▶ **Request**
Which lines in the entries below contain the string "segment"? Return each of those lines in full.

--- start Extracted records ---

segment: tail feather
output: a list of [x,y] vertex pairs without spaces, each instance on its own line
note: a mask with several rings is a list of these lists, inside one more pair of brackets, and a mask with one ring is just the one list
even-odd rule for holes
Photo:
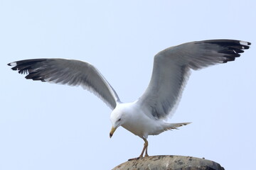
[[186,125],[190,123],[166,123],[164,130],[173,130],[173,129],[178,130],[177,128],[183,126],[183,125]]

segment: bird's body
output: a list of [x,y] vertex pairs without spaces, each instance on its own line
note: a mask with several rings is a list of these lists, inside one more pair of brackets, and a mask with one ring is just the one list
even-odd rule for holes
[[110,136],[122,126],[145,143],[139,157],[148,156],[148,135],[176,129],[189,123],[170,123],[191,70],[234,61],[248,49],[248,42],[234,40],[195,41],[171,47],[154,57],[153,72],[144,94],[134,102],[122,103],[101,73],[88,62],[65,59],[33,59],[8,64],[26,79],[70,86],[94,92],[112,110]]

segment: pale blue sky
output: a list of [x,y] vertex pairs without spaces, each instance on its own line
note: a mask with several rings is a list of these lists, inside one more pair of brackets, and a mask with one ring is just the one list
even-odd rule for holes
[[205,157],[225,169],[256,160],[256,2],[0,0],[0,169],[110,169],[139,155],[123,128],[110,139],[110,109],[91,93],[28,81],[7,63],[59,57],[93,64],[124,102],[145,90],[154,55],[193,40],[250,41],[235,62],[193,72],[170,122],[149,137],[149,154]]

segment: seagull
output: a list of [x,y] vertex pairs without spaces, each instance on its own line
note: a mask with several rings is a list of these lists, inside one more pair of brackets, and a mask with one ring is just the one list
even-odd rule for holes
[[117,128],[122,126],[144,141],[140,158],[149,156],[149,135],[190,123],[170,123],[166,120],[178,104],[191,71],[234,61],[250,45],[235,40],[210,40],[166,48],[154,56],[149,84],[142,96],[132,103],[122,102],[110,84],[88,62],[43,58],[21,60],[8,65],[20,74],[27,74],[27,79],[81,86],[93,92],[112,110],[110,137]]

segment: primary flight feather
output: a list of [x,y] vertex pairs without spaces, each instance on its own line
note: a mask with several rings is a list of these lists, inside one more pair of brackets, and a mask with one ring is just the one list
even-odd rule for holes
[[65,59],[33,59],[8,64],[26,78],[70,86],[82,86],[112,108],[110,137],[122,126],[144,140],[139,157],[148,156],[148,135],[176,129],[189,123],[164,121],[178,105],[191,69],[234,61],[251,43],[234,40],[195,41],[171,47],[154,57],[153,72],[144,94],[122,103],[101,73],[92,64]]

--- end Extracted records ---
--- start Extracted records ---

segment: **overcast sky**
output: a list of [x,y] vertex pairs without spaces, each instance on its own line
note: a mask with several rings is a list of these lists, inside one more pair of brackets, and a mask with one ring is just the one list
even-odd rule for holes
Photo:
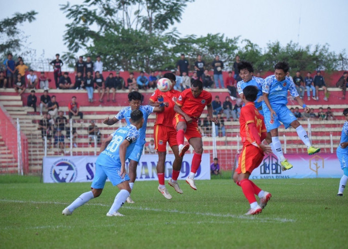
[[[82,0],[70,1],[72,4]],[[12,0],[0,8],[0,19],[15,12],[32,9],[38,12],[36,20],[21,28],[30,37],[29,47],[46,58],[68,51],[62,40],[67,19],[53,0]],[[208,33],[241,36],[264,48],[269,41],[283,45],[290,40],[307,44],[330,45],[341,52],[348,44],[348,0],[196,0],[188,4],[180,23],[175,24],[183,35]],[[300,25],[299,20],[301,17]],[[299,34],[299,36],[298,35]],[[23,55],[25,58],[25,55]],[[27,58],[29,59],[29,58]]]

--- end Extracted records ---
--- start Extracted records ---

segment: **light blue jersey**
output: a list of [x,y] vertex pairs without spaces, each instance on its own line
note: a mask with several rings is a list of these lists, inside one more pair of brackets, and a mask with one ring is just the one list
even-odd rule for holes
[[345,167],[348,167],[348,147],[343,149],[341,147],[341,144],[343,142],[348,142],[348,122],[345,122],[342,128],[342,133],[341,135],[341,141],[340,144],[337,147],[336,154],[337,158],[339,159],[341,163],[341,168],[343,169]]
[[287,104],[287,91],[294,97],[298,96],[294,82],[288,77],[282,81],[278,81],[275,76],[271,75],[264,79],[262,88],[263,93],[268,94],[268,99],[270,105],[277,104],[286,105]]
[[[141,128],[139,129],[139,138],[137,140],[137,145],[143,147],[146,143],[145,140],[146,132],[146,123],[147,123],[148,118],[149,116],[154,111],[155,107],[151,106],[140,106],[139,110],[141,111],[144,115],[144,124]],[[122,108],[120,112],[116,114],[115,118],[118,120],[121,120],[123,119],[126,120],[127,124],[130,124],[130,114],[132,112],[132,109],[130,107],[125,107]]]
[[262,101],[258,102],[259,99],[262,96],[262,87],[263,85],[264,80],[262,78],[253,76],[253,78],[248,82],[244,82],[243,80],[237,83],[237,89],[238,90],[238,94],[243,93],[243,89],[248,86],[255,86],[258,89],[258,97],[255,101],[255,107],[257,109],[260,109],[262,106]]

--- end Extracted records ---

▶ **Result below**
segment: tail feather
segment: bird's body
segment: pale blue sky
segment: seagull
segment: primary flight feather
segment: **overcast sky**
segment: **light blue jersey**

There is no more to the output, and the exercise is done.